# WHAT IS BEING ASKED:
Retype the records below verbatim, everything from the line containing "For every instance of the dragon" down to the line containing "x=387 y=103", including both of those lines.

# RECORDS PROVIDED:
========================================

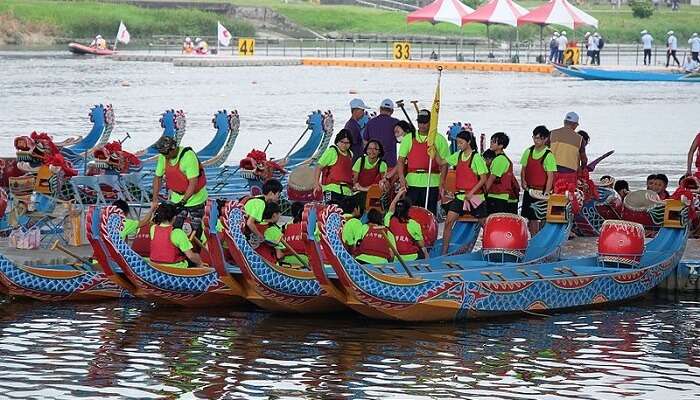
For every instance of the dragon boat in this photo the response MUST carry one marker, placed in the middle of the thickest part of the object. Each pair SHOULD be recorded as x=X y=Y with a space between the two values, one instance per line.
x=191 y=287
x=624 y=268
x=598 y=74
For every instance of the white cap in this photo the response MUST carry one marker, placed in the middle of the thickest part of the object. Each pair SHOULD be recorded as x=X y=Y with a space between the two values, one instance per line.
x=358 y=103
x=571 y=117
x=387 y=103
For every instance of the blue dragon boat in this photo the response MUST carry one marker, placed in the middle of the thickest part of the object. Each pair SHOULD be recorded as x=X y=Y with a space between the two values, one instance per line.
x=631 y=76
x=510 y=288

========================================

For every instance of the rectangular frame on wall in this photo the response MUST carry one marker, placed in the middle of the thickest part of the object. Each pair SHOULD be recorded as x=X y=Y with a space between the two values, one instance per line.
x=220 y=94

========================================

# ANSWER:
For every instance of the dragon boat in this photo the response MUST carry one marker, placed in the middle of the thickest part of the object. Each pair SHOULD be recorded as x=X y=Y with a space between the two values, one instance per line.
x=191 y=287
x=624 y=268
x=598 y=74
For every instance of the white cap in this photo the response MUST carry one marker, placed in the middle of the thickest part of the object. Each pair SHOULD be recorded as x=X y=Y with a space between the two values, one instance per line.
x=358 y=103
x=571 y=117
x=387 y=103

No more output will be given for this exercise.